Activity — Only the lines from the one containing "Target: dark sock" through the end of the data belong in the answer; reproduce them exactly.

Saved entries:
——

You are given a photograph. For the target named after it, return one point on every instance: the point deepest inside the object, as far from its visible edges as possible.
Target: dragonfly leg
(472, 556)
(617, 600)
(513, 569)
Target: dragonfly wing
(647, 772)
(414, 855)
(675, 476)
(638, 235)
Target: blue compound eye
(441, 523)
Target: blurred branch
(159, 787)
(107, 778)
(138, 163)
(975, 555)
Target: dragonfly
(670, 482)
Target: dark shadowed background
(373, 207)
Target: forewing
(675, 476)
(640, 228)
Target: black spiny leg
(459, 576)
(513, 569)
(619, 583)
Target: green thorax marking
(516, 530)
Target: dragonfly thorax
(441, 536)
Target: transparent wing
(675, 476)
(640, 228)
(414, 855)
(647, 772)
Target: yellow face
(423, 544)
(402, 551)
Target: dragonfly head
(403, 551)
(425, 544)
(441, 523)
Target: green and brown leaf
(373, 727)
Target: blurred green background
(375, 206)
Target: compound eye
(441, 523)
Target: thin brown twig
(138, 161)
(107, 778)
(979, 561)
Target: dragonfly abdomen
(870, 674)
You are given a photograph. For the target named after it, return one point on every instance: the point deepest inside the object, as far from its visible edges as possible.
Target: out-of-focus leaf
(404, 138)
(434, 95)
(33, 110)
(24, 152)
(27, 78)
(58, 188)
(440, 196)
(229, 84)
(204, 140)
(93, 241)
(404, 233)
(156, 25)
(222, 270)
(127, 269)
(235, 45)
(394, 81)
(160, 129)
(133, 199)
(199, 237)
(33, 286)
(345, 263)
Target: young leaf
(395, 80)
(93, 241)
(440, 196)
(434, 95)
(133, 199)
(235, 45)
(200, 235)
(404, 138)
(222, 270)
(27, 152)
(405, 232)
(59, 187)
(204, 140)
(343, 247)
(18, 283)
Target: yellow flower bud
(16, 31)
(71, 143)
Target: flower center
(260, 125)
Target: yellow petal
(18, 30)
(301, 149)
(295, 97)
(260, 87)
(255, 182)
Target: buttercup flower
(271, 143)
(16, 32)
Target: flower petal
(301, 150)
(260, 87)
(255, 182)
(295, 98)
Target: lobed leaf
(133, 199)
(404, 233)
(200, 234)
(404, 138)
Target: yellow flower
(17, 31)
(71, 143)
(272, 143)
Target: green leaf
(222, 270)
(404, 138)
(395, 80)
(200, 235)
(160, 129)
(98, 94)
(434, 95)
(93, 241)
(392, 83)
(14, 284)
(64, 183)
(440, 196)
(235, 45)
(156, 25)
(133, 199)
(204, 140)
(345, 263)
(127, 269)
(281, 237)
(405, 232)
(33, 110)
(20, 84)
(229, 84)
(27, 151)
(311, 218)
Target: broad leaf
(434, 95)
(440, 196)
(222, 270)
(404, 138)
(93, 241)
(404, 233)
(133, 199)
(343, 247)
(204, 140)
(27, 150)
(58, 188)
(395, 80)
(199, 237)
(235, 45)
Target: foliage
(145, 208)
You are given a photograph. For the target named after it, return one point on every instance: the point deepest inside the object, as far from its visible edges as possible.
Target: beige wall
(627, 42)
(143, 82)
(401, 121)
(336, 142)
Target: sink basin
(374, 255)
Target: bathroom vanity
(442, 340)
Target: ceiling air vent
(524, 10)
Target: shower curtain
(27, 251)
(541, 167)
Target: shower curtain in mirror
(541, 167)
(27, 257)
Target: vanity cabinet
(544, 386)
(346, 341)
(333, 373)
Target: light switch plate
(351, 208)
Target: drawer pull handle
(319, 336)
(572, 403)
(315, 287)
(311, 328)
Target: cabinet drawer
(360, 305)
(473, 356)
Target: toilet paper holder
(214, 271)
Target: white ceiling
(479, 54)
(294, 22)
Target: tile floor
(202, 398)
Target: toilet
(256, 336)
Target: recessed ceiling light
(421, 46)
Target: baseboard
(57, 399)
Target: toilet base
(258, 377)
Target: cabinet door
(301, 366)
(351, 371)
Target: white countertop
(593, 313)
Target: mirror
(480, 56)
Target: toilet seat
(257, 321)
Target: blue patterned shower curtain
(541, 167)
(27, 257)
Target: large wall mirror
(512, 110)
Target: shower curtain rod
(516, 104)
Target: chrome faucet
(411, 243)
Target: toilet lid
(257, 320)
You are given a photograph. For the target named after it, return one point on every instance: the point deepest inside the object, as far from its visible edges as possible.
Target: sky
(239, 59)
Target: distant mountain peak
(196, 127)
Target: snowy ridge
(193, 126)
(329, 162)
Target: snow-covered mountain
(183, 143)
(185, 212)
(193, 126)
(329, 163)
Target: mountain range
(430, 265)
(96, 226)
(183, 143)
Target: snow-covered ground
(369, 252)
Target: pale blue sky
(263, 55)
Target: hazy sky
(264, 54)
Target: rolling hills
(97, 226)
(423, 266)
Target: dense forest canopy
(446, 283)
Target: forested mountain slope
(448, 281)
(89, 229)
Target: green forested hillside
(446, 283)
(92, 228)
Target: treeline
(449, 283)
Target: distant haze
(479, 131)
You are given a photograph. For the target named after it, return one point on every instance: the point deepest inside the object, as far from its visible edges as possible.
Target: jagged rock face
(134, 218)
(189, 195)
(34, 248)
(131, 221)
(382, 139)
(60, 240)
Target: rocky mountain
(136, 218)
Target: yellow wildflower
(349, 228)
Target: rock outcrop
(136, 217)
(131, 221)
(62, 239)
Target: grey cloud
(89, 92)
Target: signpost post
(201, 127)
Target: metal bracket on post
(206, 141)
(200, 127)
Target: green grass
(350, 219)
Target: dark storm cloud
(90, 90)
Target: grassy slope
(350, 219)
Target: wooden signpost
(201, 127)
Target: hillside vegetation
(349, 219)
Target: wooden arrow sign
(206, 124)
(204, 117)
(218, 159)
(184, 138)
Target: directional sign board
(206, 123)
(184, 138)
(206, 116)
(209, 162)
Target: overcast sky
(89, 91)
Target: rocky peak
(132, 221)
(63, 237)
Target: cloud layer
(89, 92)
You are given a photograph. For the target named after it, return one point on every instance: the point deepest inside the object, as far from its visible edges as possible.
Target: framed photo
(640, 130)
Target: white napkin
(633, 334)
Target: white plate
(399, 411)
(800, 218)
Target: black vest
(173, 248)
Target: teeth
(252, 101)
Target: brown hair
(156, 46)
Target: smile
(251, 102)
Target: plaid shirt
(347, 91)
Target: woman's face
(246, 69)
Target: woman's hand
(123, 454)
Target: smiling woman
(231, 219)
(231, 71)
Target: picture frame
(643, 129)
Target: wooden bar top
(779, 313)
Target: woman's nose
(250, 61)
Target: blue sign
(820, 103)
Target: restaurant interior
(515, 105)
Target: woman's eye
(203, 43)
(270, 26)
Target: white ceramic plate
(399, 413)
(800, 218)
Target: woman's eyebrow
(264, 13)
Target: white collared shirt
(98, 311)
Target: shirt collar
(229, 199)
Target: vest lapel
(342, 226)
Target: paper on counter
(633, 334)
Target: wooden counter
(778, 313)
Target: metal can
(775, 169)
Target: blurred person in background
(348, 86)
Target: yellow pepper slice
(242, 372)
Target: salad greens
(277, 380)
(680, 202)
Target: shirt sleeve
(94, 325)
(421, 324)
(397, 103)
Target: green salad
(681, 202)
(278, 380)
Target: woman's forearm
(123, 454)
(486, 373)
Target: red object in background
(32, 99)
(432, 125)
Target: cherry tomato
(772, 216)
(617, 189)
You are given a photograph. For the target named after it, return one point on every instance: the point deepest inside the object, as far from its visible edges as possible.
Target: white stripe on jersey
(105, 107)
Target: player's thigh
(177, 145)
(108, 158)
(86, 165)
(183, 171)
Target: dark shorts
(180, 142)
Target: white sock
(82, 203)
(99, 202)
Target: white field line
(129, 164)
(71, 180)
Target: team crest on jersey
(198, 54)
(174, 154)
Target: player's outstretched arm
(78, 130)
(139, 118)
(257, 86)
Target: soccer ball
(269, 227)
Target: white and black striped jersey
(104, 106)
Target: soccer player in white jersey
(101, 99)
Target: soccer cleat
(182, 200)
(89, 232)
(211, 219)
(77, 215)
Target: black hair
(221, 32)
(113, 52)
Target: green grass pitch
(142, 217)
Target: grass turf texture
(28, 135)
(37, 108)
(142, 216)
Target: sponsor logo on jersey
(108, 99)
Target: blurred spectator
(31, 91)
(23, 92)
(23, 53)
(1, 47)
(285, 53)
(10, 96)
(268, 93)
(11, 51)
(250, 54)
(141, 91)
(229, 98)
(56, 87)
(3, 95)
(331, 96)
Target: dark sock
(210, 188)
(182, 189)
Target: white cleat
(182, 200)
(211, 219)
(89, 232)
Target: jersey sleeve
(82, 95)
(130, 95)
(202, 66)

——

Task result —
Target: dark sock
(210, 188)
(182, 189)
Target: white cleat
(182, 200)
(211, 219)
(89, 232)
Target: jersey sleeve
(82, 95)
(130, 95)
(202, 66)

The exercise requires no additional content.